**Job 1**
Answer the following questions about the revision petition order.
(a) Which body issued the order from which these revision petitions arise?
(b) Who appeared for the petitioner?
(c) On what date was the order pronounced?
**Job 2**
From the revision petition order, give again the part that opens with the words "PRONOUNCED ON  25th September,  2013" and closes with "by common order.", replacing "revisions" with "petitions" throughout.

**Reading text**
+--

REVISION PETITION NO. 75-76 OF 2013

(From the order dated 08.11.2012 in Appeal No. FA/12/95 & FA/12/98 of the Chhattisgarh State Consumer Disputes Redressal Commission, Pandri, Raipur)

Alok Waghe
S/o Shri S.D. Waghe
R/o LIG, Tatibandh,
Raipur, Ditrict Raipur
(C.G.)                                                                   …Petitioner/Complainant       
          Versus
Bajaj Allianz General Insurance Co. Ltd.
Through: Branch Manager,
Shimangal BhawanPandri
Raipur, District Raipur
(C.G.)                                                               …Respondent/Opp. Party (OP)

BEFORE
     HON’BLE MR. JUSTICE K.S. CHAUDHARI, PRESIDING MEMBER
     HON’BLE DR. B.C. GUPTA, MEMBER
For the Petitioner      :      Mr. R.K. Bhawnani, Advocate

 PRONOUNCED ON  25th September,  2013

 


O R D E R



 PER JUSTICE K.S. CHAUDHARI, PRESIDING MEMBER

Both these revisions arise out of judgement dated 8.11.2012 in appeals filed against judgement of the District Forum.  Accordingly, the revisions were heard together and are being disposed of by common order.

+--

(Collected data)
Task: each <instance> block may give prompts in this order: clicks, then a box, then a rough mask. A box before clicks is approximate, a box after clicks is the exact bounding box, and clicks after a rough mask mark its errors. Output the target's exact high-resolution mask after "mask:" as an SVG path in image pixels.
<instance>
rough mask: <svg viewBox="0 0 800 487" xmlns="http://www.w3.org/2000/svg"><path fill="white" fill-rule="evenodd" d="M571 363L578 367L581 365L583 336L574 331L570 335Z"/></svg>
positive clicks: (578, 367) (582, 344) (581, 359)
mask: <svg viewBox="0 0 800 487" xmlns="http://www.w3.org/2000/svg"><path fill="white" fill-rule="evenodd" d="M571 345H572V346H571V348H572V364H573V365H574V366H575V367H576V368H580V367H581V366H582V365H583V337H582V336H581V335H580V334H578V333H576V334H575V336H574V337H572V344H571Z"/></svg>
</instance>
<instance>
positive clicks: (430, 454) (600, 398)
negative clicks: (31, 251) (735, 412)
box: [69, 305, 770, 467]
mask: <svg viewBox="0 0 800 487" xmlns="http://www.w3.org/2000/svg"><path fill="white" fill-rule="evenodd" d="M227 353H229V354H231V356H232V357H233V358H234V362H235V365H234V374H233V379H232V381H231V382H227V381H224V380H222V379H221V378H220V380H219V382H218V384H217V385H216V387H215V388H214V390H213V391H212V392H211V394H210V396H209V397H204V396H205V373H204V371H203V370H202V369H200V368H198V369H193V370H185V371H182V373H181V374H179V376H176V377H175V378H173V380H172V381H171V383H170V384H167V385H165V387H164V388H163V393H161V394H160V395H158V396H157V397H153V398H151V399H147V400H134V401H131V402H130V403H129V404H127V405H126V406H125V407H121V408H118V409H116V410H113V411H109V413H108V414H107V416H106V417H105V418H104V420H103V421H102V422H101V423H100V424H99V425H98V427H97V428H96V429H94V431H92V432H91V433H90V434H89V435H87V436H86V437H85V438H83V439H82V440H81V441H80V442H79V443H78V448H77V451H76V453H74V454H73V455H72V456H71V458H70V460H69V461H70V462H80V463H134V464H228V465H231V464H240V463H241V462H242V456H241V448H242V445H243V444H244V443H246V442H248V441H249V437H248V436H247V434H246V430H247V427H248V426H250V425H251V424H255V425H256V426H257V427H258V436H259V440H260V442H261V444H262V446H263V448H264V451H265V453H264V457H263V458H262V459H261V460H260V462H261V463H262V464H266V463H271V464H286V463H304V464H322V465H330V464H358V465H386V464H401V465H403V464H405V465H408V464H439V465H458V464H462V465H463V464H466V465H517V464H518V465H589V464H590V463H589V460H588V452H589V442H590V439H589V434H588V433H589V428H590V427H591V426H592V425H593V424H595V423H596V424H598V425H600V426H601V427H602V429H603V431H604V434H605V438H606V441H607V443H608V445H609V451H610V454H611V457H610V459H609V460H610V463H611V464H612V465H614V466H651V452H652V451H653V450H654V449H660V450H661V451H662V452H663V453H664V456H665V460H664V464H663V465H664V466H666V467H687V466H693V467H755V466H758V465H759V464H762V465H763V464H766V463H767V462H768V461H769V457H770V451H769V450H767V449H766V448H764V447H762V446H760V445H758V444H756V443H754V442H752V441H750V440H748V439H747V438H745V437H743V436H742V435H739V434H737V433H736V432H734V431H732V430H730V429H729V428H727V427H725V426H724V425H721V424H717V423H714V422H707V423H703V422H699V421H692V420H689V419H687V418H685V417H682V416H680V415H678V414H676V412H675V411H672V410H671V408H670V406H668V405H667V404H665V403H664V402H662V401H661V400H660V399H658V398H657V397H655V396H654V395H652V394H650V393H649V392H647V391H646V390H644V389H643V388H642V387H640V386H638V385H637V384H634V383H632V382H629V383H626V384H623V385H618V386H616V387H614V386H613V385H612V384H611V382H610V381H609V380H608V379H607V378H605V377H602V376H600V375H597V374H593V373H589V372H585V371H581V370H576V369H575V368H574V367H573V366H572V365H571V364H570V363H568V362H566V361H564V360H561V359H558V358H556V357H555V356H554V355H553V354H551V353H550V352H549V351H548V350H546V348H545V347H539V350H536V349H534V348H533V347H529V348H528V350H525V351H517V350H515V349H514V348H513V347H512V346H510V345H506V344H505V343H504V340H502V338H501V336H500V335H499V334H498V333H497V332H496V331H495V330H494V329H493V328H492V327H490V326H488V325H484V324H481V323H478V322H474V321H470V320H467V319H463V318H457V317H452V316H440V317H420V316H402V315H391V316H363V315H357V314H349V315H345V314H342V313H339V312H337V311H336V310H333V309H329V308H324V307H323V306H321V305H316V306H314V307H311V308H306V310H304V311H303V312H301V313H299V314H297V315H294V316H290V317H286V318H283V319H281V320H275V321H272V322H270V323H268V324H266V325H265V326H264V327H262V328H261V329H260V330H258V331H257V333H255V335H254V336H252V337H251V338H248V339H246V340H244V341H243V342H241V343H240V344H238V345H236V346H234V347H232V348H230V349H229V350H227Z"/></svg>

+--

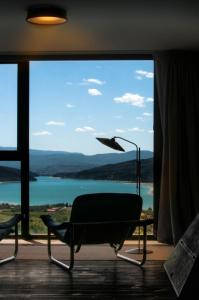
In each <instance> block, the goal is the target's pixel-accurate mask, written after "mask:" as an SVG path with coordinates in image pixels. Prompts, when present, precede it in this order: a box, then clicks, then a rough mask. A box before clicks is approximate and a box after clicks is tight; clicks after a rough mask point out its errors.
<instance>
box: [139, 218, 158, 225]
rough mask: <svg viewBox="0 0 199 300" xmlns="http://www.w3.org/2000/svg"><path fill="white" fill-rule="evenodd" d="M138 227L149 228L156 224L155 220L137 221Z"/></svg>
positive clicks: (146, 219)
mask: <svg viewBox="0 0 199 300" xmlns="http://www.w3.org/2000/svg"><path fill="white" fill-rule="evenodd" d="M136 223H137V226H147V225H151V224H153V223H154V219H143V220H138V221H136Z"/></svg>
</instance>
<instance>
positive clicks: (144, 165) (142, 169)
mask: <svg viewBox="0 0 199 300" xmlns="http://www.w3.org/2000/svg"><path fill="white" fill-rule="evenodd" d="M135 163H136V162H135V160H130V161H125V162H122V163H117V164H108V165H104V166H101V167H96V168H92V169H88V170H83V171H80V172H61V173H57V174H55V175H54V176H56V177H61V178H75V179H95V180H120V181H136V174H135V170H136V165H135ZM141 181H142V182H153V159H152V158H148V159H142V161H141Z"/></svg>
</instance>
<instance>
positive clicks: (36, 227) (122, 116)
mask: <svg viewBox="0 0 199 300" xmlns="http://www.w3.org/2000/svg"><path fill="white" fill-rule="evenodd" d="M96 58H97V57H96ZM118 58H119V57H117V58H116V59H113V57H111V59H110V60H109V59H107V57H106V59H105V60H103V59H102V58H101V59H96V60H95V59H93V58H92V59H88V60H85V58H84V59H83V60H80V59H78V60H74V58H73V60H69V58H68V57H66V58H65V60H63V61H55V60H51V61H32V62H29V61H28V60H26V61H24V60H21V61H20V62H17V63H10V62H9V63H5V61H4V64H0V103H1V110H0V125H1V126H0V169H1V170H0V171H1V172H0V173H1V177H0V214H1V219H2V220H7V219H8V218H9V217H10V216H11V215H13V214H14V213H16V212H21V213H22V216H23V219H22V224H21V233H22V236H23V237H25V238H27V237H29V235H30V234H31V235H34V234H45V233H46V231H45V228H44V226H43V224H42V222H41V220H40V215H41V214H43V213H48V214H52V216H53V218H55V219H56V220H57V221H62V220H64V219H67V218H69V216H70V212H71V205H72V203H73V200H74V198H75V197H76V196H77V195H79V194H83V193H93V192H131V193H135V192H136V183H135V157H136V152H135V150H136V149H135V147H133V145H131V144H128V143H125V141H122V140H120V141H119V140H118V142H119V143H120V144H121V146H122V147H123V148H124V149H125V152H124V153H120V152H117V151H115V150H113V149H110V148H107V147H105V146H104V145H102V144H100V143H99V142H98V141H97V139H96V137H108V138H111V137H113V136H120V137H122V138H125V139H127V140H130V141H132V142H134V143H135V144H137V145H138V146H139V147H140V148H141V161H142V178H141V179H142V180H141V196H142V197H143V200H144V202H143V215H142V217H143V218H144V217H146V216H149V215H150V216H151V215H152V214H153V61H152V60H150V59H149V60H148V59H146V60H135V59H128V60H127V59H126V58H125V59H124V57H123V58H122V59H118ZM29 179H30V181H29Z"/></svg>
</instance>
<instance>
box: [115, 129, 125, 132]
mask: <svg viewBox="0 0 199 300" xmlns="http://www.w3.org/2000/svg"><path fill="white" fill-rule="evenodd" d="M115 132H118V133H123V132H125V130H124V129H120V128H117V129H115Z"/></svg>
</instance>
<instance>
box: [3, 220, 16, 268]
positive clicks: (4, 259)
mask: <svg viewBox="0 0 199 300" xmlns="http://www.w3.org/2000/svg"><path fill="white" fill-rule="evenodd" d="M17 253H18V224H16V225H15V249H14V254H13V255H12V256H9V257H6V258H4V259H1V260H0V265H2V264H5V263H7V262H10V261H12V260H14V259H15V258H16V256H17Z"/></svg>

+--

**Response 1**
(a) The Chhattisgarh State Consumer Disputes Redressal Commission, Pandri, Raipur
(b) Mr. R.K. Bhawnani, Advocate
(c) 25th September, 2013

**Response 2**
PRONOUNCED ON  25th September,  2013

 


O R D E R



 PER JUSTICE K.S. CHAUDHARI, PRESIDING MEMBER

Both these petitions arise out of judgement dated 8.11.2012 in appeals filed against judgement of the District Forum.  Accordingly, the petitions were heard together and are being disposed of by common order.